Written task ▸
Arrange every line of the records below as a numbered list, leaving out any blank lines.

Stored records ▸
>> Begin
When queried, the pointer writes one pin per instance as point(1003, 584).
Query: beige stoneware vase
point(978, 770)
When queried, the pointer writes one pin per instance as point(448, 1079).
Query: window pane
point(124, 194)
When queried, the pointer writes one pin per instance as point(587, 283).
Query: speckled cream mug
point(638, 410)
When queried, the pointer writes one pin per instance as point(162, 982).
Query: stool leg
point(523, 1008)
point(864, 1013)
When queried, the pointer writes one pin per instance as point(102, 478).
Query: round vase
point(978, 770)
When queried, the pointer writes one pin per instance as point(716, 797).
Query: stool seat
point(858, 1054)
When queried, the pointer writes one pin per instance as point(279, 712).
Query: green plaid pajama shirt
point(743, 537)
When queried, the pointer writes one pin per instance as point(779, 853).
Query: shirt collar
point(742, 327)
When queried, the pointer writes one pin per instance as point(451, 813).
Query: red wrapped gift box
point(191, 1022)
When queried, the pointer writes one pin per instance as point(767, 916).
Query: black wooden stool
>> End
Task solution ▸
1. When queried, the pointer writes one pin per instance as point(1003, 584).
2. Query: beige stoneware vase
3. point(978, 770)
4. When queried, the pointer writes one pin per instance as point(448, 1079).
5. Query: window pane
6. point(124, 194)
7. When queried, the pointer writes one pin per instance as point(587, 283).
8. Query: speckled cream mug
9. point(638, 410)
10. When queried, the pointer writes one pin per instance as point(162, 982).
11. Query: stool leg
12. point(523, 1008)
13. point(864, 1013)
14. When queried, the pointer writes one pin per instance as point(102, 478).
15. Query: round vase
16. point(978, 770)
17. When queried, the pointer writes one pin per instance as point(716, 797).
18. Query: stool seat
19. point(858, 1054)
20. When queried, the pointer writes one pin per instance as point(279, 712).
21. Query: green plaid pajama shirt
22. point(743, 537)
23. When queried, the pointer writes one pin per instance as point(779, 853).
24. Query: shirt collar
25. point(742, 327)
26. When queried, the pointer writes one pin per instance as point(451, 813).
27. Query: red wrapped gift box
28. point(191, 1022)
29. When queried, the pointer writes one pin per instance as point(767, 916).
30. Query: black wooden stool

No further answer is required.